(Reading passage)
California avocado growers say the federal government isn’t focusing hard enough.

Since 1997, when Mexico was first allowed to export avocados to the United States, 2,100 weevils and 700 fruit flies have been trapped in the groves of areas in Mexico approved for such shipments, according to the California Avocado Commission. Those numbers represent an undercount because of flaws in the pest-detection program, commission officials said.

Moreover, current fruit-cutting techniques for Mexican avocados cannot detect eggs or the early larval states of the fruit fly, the commission said.

That’s a critical deficiency when it comes to the expanded importation program, officials say. The current program was designed to allow shipments into the Northeast only during the winter months, because cold weather would kill any bugs that happened to hitch a ride.

Under the expansion proposal, shipments would be able to go to states with warmer climates, where pests might better be able to establish a foothold. And fruit could be shipped as late as April 30, meaning Mexican avocados could stay in the system well into the summer months, further increasing infestation risks.

Pest Outbreak Could Cost $500 Million

If California groves were infested, it could cost more than $500 million to control an outbreak and lead to import restrictions against California produce, resulting in statewide job and monetary losses, commission officials said.

Advertisement

For all of those reasons, the avocado commission on behalf of the state’s 6,000 growers is gearing up to do everything possible to sink the proposal.

“As the program grows, as you get more and more orchards lined up to be certified in Mexico, it increases the possibility of something going wrong,” said commission Vice President Tom Bellamore. He noted the economic devastation that occurred when a 1994 quarantine was imposed on crops around Camarillo after fruit fly infestation.

“We’ve seen the state grapple with exotic pests, where a very real risk has been presented to agriculture and millions of dollars have been lost,” he added. “We’d much prefer to be in the business of selling fruit and not worry about such things.”

Not everyone is up in arms over the proposal.

At the Mission Produce packinghouse in Oxnard, where each week up to 2 million pounds of avocados rumble down the assembly line, President Steve Barnard doesn’t buy into any of the doomsday scenarios.

Since Mexico began shipping avocados to the United States, Barnard said, Mission’s volume to those states in the program more than doubled.

Other California producers have benefited as well.

And all of that occurred without any harm to the state’s avocado groves, he said.

“It has been good for California growers, it’s been good for Mexican growers, and it’s been good for consumers,” Barnard said. “If [the USDA] controls it as they have in phase one, I don’t think there will be a problem.”

Advertisement

Under the expansion proposal, consumers could benefit from a projected 12% drop in the wholesale price of avocados, according to a USDA study.

Savings May Not Be Passed On to Customer

Santa Paula grower Bob Pinkerton, who doubles as president of the Ventura County Farm Bureau, said there’s no guarantee that shoppers will see those savings, noting that supermarket consolidations have all but eliminated the practice of competitive pricing.

The USDA also proposed creating a national avocado board to conduct industry research and find ways to promote the fruit, in the name of boosting consumption.

But Pinkerton said none of that will do any good if the domestic market is plagued with pests. That, more than anything, is why he’s uneasy about throwing open more of the domestic market to Mexican growers.

“I’m all for free world trade,” he said, “but let’s just make sure we do it on a reasonable basis.”

(Listed records)
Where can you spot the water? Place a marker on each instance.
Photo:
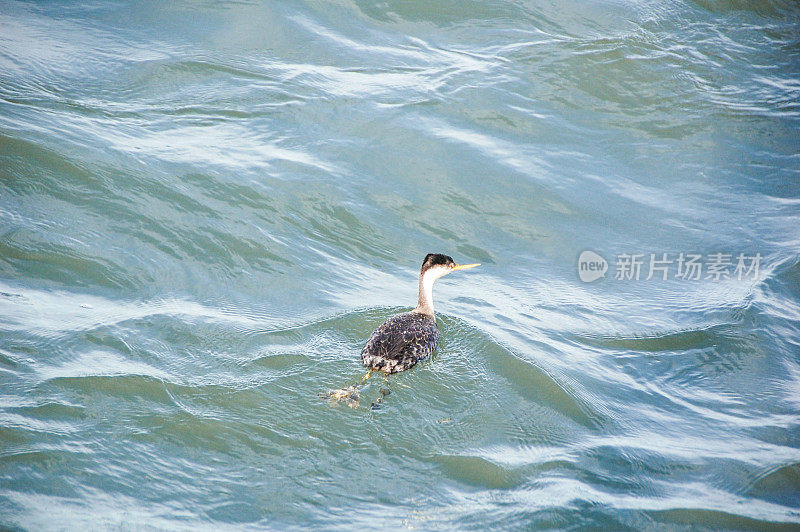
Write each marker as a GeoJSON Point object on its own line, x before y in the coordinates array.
{"type": "Point", "coordinates": [206, 208]}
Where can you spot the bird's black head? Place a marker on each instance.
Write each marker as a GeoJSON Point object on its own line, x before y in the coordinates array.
{"type": "Point", "coordinates": [436, 259]}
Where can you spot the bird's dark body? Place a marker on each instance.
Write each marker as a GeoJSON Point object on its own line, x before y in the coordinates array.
{"type": "Point", "coordinates": [400, 342]}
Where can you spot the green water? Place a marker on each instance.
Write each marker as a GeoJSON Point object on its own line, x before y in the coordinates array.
{"type": "Point", "coordinates": [207, 207]}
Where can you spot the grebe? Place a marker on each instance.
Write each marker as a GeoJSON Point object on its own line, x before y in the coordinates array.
{"type": "Point", "coordinates": [405, 339]}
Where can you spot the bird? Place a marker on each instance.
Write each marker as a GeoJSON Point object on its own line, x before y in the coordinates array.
{"type": "Point", "coordinates": [405, 339]}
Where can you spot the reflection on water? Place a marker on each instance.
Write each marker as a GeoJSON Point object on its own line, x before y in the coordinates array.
{"type": "Point", "coordinates": [206, 210]}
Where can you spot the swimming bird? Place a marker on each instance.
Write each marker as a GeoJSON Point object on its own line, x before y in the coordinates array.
{"type": "Point", "coordinates": [405, 339]}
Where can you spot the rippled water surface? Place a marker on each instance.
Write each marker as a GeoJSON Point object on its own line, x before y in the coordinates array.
{"type": "Point", "coordinates": [206, 208]}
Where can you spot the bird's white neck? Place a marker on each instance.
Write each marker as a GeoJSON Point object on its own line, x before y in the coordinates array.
{"type": "Point", "coordinates": [425, 302]}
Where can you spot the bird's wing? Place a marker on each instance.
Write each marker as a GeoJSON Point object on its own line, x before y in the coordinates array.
{"type": "Point", "coordinates": [400, 332]}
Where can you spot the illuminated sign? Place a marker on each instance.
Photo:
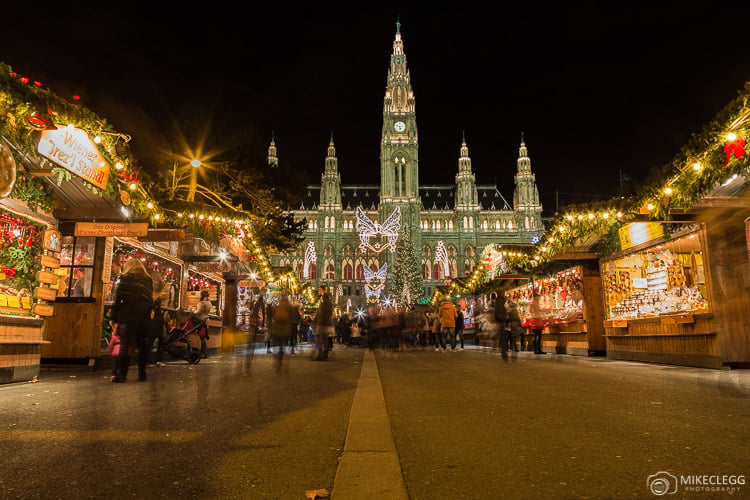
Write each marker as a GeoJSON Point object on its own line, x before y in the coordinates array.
{"type": "Point", "coordinates": [639, 232]}
{"type": "Point", "coordinates": [111, 229]}
{"type": "Point", "coordinates": [72, 149]}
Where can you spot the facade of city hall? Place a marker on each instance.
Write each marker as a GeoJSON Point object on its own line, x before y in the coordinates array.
{"type": "Point", "coordinates": [462, 218]}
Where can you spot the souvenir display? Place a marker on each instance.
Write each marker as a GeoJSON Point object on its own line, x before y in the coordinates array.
{"type": "Point", "coordinates": [664, 279]}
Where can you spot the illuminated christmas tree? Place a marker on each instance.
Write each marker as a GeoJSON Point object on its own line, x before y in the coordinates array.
{"type": "Point", "coordinates": [406, 284]}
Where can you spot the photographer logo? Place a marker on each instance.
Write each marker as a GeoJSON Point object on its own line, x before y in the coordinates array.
{"type": "Point", "coordinates": [662, 483]}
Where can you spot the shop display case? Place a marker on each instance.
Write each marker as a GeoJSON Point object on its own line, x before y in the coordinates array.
{"type": "Point", "coordinates": [658, 305]}
{"type": "Point", "coordinates": [665, 279]}
{"type": "Point", "coordinates": [571, 307]}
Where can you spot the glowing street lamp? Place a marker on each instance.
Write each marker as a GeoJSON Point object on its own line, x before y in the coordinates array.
{"type": "Point", "coordinates": [193, 179]}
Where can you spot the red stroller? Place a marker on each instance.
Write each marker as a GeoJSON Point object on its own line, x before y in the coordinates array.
{"type": "Point", "coordinates": [177, 343]}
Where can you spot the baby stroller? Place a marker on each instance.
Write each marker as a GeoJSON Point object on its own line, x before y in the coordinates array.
{"type": "Point", "coordinates": [178, 345]}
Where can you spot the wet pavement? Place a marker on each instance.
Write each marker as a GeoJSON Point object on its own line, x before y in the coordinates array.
{"type": "Point", "coordinates": [456, 425]}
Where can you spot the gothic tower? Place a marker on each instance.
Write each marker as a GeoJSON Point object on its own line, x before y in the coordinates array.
{"type": "Point", "coordinates": [399, 155]}
{"type": "Point", "coordinates": [273, 160]}
{"type": "Point", "coordinates": [526, 196]}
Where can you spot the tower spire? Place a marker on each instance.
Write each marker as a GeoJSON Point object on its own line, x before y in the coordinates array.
{"type": "Point", "coordinates": [273, 160]}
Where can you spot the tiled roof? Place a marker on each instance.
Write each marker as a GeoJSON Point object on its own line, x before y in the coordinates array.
{"type": "Point", "coordinates": [433, 197]}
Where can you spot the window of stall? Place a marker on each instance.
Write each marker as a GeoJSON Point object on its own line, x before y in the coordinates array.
{"type": "Point", "coordinates": [198, 282]}
{"type": "Point", "coordinates": [165, 272]}
{"type": "Point", "coordinates": [666, 278]}
{"type": "Point", "coordinates": [76, 266]}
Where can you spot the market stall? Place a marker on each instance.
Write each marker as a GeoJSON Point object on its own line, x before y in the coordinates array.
{"type": "Point", "coordinates": [21, 319]}
{"type": "Point", "coordinates": [571, 306]}
{"type": "Point", "coordinates": [658, 296]}
{"type": "Point", "coordinates": [214, 283]}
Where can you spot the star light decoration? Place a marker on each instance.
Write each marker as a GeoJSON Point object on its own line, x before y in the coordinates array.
{"type": "Point", "coordinates": [367, 229]}
{"type": "Point", "coordinates": [375, 282]}
{"type": "Point", "coordinates": [441, 255]}
{"type": "Point", "coordinates": [310, 256]}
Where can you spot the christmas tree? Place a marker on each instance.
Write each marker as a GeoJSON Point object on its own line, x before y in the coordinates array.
{"type": "Point", "coordinates": [406, 284]}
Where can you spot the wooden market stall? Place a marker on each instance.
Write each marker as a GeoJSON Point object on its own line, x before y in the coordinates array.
{"type": "Point", "coordinates": [571, 303]}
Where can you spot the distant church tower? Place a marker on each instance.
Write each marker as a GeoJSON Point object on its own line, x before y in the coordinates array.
{"type": "Point", "coordinates": [273, 160]}
{"type": "Point", "coordinates": [526, 196]}
{"type": "Point", "coordinates": [399, 146]}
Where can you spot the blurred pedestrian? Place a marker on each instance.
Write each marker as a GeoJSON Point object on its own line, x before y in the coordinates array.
{"type": "Point", "coordinates": [460, 327]}
{"type": "Point", "coordinates": [132, 308]}
{"type": "Point", "coordinates": [514, 324]}
{"type": "Point", "coordinates": [501, 320]}
{"type": "Point", "coordinates": [199, 316]}
{"type": "Point", "coordinates": [323, 324]}
{"type": "Point", "coordinates": [537, 324]}
{"type": "Point", "coordinates": [447, 314]}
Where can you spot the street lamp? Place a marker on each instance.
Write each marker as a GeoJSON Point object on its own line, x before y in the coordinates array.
{"type": "Point", "coordinates": [193, 179]}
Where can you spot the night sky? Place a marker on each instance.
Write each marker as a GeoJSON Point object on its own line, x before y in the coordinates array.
{"type": "Point", "coordinates": [596, 90]}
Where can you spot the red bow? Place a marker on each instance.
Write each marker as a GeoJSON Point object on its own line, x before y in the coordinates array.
{"type": "Point", "coordinates": [735, 148]}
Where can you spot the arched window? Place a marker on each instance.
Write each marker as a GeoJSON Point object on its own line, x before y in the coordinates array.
{"type": "Point", "coordinates": [313, 269]}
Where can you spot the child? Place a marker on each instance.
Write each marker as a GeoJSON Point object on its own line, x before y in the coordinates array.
{"type": "Point", "coordinates": [113, 349]}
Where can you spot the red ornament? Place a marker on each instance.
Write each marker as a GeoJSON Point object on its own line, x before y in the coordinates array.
{"type": "Point", "coordinates": [736, 148]}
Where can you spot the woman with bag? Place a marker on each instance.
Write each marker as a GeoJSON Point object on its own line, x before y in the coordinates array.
{"type": "Point", "coordinates": [132, 314]}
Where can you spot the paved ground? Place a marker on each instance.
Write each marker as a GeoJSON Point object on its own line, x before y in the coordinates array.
{"type": "Point", "coordinates": [458, 425]}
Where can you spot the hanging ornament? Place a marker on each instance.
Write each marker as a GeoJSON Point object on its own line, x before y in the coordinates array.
{"type": "Point", "coordinates": [736, 148]}
{"type": "Point", "coordinates": [7, 170]}
{"type": "Point", "coordinates": [38, 121]}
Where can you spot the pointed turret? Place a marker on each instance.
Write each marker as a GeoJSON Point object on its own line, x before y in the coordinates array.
{"type": "Point", "coordinates": [466, 187]}
{"type": "Point", "coordinates": [526, 195]}
{"type": "Point", "coordinates": [330, 189]}
{"type": "Point", "coordinates": [273, 160]}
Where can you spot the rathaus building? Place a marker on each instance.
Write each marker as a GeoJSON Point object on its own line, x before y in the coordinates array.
{"type": "Point", "coordinates": [459, 218]}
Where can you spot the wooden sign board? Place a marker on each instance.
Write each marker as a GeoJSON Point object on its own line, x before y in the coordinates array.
{"type": "Point", "coordinates": [45, 293]}
{"type": "Point", "coordinates": [43, 309]}
{"type": "Point", "coordinates": [50, 261]}
{"type": "Point", "coordinates": [676, 319]}
{"type": "Point", "coordinates": [52, 240]}
{"type": "Point", "coordinates": [133, 229]}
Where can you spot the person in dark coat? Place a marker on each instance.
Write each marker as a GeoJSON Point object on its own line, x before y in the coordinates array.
{"type": "Point", "coordinates": [133, 307]}
{"type": "Point", "coordinates": [323, 323]}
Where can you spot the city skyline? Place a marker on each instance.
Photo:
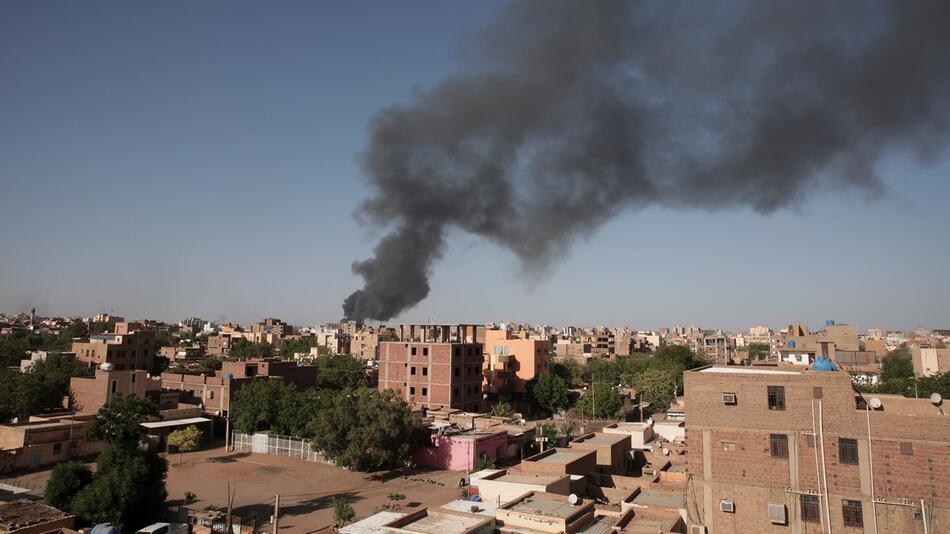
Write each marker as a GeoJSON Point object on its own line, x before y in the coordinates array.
{"type": "Point", "coordinates": [165, 170]}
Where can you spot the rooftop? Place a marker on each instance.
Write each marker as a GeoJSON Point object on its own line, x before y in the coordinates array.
{"type": "Point", "coordinates": [16, 515]}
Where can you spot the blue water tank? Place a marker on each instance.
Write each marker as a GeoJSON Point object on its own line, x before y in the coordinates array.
{"type": "Point", "coordinates": [823, 364]}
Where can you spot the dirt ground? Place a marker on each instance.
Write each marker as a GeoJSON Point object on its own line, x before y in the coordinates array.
{"type": "Point", "coordinates": [306, 489]}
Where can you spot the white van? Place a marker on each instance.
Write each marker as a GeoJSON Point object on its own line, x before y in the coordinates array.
{"type": "Point", "coordinates": [165, 528]}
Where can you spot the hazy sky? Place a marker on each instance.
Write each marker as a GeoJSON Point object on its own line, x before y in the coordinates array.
{"type": "Point", "coordinates": [170, 159]}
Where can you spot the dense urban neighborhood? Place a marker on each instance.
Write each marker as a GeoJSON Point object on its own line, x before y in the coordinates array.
{"type": "Point", "coordinates": [471, 427]}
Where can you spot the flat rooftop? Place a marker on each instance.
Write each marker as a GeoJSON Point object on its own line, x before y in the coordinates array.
{"type": "Point", "coordinates": [545, 507]}
{"type": "Point", "coordinates": [600, 439]}
{"type": "Point", "coordinates": [659, 499]}
{"type": "Point", "coordinates": [735, 370]}
{"type": "Point", "coordinates": [436, 522]}
{"type": "Point", "coordinates": [523, 478]}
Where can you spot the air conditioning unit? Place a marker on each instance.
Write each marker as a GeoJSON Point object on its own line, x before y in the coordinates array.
{"type": "Point", "coordinates": [778, 514]}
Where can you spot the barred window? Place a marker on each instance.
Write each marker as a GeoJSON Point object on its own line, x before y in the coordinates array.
{"type": "Point", "coordinates": [776, 397]}
{"type": "Point", "coordinates": [811, 511]}
{"type": "Point", "coordinates": [851, 511]}
{"type": "Point", "coordinates": [848, 451]}
{"type": "Point", "coordinates": [778, 444]}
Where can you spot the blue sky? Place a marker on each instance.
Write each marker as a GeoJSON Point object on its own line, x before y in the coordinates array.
{"type": "Point", "coordinates": [169, 159]}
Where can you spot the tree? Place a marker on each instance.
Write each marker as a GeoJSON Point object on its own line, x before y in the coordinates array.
{"type": "Point", "coordinates": [340, 371]}
{"type": "Point", "coordinates": [365, 430]}
{"type": "Point", "coordinates": [264, 405]}
{"type": "Point", "coordinates": [897, 364]}
{"type": "Point", "coordinates": [342, 512]}
{"type": "Point", "coordinates": [128, 489]}
{"type": "Point", "coordinates": [657, 384]}
{"type": "Point", "coordinates": [119, 422]}
{"type": "Point", "coordinates": [548, 391]}
{"type": "Point", "coordinates": [601, 400]}
{"type": "Point", "coordinates": [65, 482]}
{"type": "Point", "coordinates": [185, 440]}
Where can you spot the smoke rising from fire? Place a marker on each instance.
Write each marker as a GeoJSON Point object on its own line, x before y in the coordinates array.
{"type": "Point", "coordinates": [571, 112]}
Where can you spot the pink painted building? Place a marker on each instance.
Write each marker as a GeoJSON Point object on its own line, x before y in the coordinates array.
{"type": "Point", "coordinates": [462, 450]}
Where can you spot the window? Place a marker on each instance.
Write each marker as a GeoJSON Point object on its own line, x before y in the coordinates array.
{"type": "Point", "coordinates": [811, 511]}
{"type": "Point", "coordinates": [851, 511]}
{"type": "Point", "coordinates": [776, 397]}
{"type": "Point", "coordinates": [848, 451]}
{"type": "Point", "coordinates": [778, 444]}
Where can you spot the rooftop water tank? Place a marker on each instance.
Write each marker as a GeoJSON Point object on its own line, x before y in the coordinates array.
{"type": "Point", "coordinates": [823, 364]}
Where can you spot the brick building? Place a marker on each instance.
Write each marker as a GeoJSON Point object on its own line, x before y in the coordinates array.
{"type": "Point", "coordinates": [510, 361]}
{"type": "Point", "coordinates": [433, 375]}
{"type": "Point", "coordinates": [783, 449]}
{"type": "Point", "coordinates": [131, 346]}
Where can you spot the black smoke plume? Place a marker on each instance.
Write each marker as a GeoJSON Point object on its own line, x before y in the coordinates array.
{"type": "Point", "coordinates": [569, 112]}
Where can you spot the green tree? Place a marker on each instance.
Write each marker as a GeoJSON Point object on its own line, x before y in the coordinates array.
{"type": "Point", "coordinates": [340, 371]}
{"type": "Point", "coordinates": [601, 401]}
{"type": "Point", "coordinates": [185, 440]}
{"type": "Point", "coordinates": [128, 489]}
{"type": "Point", "coordinates": [66, 480]}
{"type": "Point", "coordinates": [119, 422]}
{"type": "Point", "coordinates": [548, 391]}
{"type": "Point", "coordinates": [657, 384]}
{"type": "Point", "coordinates": [342, 512]}
{"type": "Point", "coordinates": [897, 364]}
{"type": "Point", "coordinates": [365, 430]}
{"type": "Point", "coordinates": [263, 405]}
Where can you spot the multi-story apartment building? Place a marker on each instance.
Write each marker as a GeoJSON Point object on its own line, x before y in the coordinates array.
{"type": "Point", "coordinates": [782, 449]}
{"type": "Point", "coordinates": [431, 370]}
{"type": "Point", "coordinates": [511, 361]}
{"type": "Point", "coordinates": [131, 346]}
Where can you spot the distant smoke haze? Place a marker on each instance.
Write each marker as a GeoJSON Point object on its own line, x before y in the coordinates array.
{"type": "Point", "coordinates": [572, 112]}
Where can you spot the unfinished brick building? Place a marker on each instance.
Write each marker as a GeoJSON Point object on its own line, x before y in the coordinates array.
{"type": "Point", "coordinates": [431, 368]}
{"type": "Point", "coordinates": [798, 451]}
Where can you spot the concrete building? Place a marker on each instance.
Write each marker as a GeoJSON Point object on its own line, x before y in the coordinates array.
{"type": "Point", "coordinates": [612, 451]}
{"type": "Point", "coordinates": [27, 517]}
{"type": "Point", "coordinates": [130, 346]}
{"type": "Point", "coordinates": [510, 362]}
{"type": "Point", "coordinates": [929, 361]}
{"type": "Point", "coordinates": [44, 441]}
{"type": "Point", "coordinates": [798, 451]}
{"type": "Point", "coordinates": [435, 373]}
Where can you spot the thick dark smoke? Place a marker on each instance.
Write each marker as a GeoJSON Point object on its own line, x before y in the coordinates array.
{"type": "Point", "coordinates": [570, 112]}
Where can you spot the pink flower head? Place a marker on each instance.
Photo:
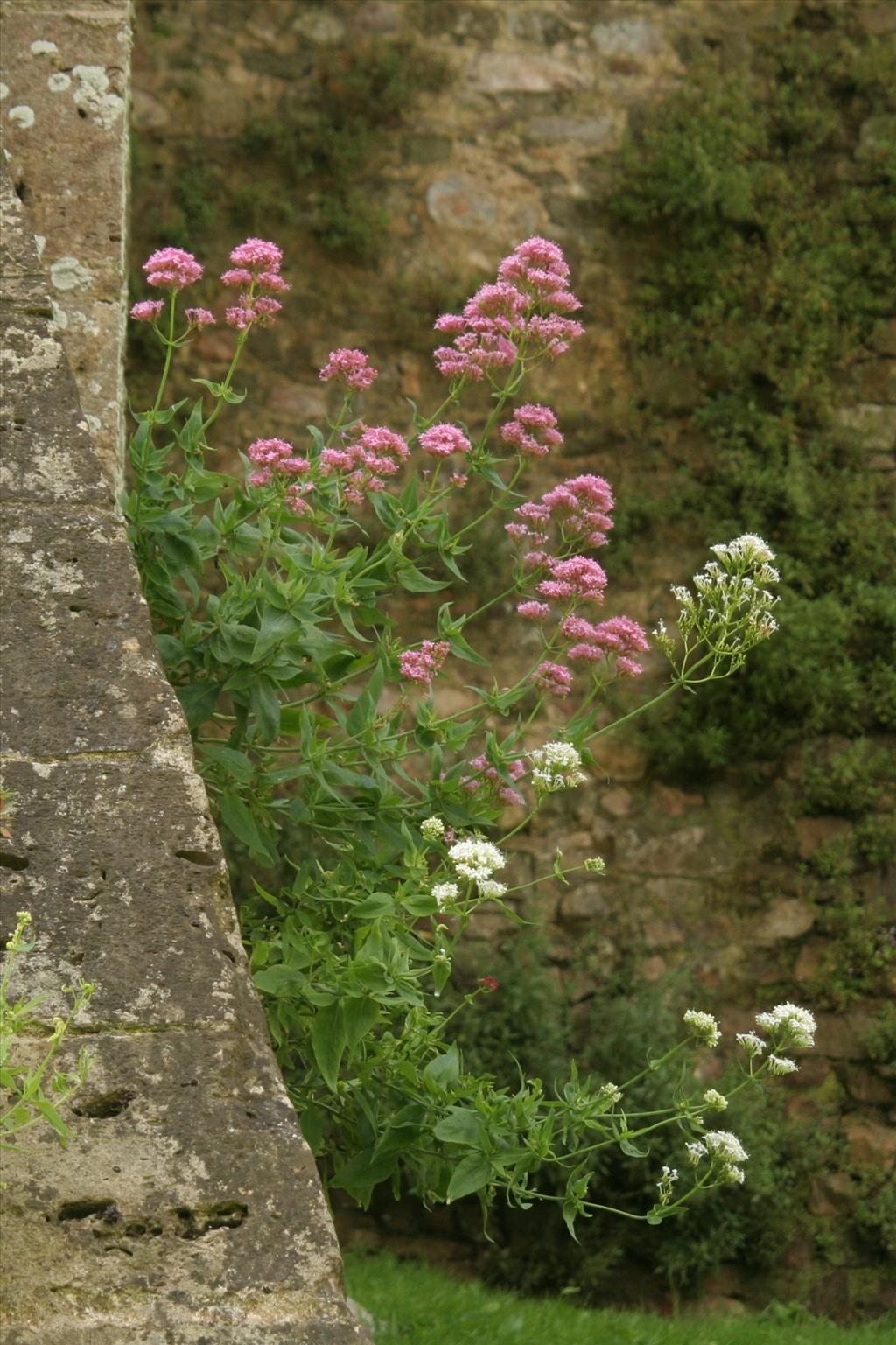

(Problems)
#1 Answer these questions from the avocado article:
(a) According to the California Avocado Commission, how many weevils have been trapped in approved Mexican groves since 1997?
(b) How many growers does the avocado commission act for?
(c) What drop in the wholesale price of avocados does the USDA study project under the expansion proposal?
#2 In the avocado article, why did the current import program let shipments go to the Northeast only in the winter months?
#3 Print everything in the avocado article from "Santa Paula grower" down to "of boosting consumption.".
The rows have nothing to do with the avocado article.

(Solutions to the tasks)
#1
(a) 2,100
(b) 6,000
(c) 12%

#2 Cold weather would kill any bugs riding along with the fruit.

#3
Santa Paula grower Bob Pinkerton, who doubles as president of the Ventura County Farm Bureau, said there’s no guarantee that shoppers will see those savings, noting that supermarket consolidations have all but eliminated the practice of competitive pricing.

The USDA also proposed creating a national avocado board to conduct industry research and find ways to promote the fruit, in the name of boosting consumption.